Aim of the task
Retype the tail of the data exactly, starting at the line containing "Exercise. Put one point on each instance of the stool" and stopping at the last line.

Given data
----

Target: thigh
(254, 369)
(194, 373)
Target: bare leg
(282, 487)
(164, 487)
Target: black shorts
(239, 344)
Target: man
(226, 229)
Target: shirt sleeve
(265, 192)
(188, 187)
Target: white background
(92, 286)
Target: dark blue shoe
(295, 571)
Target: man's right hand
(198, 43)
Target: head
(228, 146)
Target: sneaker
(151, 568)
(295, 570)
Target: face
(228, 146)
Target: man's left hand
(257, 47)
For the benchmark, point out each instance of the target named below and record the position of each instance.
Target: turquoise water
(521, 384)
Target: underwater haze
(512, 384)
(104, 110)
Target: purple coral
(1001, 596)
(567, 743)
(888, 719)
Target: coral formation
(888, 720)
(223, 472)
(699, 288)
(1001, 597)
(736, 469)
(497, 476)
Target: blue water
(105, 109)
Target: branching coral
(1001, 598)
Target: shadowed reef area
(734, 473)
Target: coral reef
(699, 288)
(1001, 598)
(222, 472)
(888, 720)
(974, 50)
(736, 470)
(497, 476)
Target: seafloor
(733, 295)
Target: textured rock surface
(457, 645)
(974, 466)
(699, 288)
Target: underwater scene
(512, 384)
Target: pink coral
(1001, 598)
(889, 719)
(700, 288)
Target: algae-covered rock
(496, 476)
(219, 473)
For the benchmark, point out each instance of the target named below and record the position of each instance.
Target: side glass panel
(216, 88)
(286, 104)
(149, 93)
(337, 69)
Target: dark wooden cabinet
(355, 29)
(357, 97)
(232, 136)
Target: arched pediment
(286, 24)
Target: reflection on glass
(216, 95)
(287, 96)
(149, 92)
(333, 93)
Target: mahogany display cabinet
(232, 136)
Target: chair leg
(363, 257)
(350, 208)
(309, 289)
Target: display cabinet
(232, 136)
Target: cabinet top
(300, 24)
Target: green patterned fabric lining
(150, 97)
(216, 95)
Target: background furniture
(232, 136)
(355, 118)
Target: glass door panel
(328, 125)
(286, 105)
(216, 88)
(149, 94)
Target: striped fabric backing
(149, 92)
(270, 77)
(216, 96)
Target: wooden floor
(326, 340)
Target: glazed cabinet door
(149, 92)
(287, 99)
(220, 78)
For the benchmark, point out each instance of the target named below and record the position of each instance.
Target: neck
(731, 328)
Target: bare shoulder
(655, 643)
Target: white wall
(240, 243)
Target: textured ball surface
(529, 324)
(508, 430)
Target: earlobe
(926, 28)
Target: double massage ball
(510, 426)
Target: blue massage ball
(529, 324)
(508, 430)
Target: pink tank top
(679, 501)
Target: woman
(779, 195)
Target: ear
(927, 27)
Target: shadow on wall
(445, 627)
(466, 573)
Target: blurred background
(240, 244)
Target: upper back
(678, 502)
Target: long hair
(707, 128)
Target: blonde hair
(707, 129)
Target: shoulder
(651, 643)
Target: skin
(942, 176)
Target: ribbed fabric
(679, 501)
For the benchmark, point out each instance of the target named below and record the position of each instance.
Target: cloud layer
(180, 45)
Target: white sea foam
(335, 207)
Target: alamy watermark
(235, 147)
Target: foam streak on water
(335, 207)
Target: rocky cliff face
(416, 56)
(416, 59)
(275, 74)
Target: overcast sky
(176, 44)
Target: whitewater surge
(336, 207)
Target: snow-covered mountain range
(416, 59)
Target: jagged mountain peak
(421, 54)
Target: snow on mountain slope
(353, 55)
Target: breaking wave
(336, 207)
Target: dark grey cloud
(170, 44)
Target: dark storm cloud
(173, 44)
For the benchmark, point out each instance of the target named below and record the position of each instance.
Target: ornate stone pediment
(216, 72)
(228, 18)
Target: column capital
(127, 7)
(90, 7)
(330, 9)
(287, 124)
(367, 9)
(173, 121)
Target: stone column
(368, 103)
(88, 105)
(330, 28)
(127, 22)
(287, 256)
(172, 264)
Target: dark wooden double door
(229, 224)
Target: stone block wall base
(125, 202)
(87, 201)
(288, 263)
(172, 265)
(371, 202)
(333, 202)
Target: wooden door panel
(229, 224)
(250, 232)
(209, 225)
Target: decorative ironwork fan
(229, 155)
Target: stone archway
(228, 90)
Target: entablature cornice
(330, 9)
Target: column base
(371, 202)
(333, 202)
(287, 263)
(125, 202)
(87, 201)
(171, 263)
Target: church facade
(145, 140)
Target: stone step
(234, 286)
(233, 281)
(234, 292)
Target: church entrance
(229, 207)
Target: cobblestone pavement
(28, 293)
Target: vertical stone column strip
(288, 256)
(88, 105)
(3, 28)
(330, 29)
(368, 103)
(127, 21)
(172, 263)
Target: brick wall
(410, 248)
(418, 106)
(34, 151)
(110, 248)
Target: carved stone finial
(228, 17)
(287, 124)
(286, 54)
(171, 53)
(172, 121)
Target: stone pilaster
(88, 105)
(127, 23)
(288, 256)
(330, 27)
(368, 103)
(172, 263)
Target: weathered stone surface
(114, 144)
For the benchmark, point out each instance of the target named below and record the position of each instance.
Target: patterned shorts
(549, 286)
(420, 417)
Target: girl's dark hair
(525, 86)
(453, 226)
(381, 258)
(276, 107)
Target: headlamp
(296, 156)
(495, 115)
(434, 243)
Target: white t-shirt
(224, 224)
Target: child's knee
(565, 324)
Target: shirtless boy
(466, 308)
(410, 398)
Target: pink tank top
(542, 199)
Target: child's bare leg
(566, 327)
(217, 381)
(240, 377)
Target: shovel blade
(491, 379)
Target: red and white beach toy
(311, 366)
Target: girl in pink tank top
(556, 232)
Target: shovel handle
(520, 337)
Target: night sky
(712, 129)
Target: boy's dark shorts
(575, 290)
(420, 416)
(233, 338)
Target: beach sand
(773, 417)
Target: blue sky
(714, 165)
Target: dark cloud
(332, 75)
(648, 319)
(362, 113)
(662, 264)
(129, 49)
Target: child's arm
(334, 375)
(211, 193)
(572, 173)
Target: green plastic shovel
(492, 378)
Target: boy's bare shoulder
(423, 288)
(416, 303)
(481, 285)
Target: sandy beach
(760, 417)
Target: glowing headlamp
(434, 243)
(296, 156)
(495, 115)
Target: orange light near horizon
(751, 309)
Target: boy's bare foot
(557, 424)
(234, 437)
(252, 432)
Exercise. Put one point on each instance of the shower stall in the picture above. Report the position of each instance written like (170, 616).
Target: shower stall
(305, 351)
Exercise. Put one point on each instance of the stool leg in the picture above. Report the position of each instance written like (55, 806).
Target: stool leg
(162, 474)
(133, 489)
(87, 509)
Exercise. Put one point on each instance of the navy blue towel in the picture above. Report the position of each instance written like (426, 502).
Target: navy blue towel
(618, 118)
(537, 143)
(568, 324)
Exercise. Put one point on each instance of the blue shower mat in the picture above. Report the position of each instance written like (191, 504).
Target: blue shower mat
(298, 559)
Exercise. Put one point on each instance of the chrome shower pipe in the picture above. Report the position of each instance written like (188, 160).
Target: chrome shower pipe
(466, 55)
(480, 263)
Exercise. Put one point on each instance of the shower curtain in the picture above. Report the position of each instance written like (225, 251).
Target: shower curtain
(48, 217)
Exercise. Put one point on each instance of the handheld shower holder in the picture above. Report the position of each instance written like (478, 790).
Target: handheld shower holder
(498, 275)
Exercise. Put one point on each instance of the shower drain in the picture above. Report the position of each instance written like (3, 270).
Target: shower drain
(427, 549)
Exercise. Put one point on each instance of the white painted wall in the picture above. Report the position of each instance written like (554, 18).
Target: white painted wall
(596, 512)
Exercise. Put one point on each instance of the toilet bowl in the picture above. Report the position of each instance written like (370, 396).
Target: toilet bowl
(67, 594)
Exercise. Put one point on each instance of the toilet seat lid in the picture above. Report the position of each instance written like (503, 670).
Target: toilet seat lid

----

Reply
Exercise. Put one point on each instance of the stool leg in the picture above. Report the position of each instance written like (55, 806).
Target: stool leg
(162, 474)
(133, 489)
(87, 509)
Exercise. Put one point on each instance of the navy blue towel in the picture above. Report the position of each instance written like (426, 502).
Target: navy blue towel
(618, 118)
(537, 143)
(568, 324)
Exercise. Put one point on each instance of the blue shower mat in the picture above. Report the position of each instance written like (191, 504).
Target: blue shower mat
(298, 559)
Exercise. Put one point on each instance of the chrome shower pipe in the picture above. Report the position of each instance written like (188, 160).
Target: chrome shower pipe
(466, 55)
(480, 263)
Exercise. Put one point on each instance of the shower curtain in the picture above. Report the position of each instance written like (225, 251).
Target: shower curtain
(48, 217)
Exercise. Put one point on each instance of the handheld shower holder in the picture above. Report the position of each instance written like (478, 790).
Target: handheld shower holder
(498, 275)
Exercise. Put one point on each instance of the shower drain in the picture above. Report the position of each instance written like (3, 270).
Target: shower drain
(427, 549)
Exercise. Put one point on each instance of the white painted wall in the picture above. Report the position of each instance written like (554, 18).
Target: white painted wall
(596, 512)
Exercise. Put one point on each instance of the toilet bowl in the picture above. Report the position of each instance written like (370, 396).
Target: toilet bowl
(67, 594)
Exercise. Put one point on each instance of the toilet seat lid in the picture above. Report the position of each instance written like (503, 670).
Target: toilet seat lid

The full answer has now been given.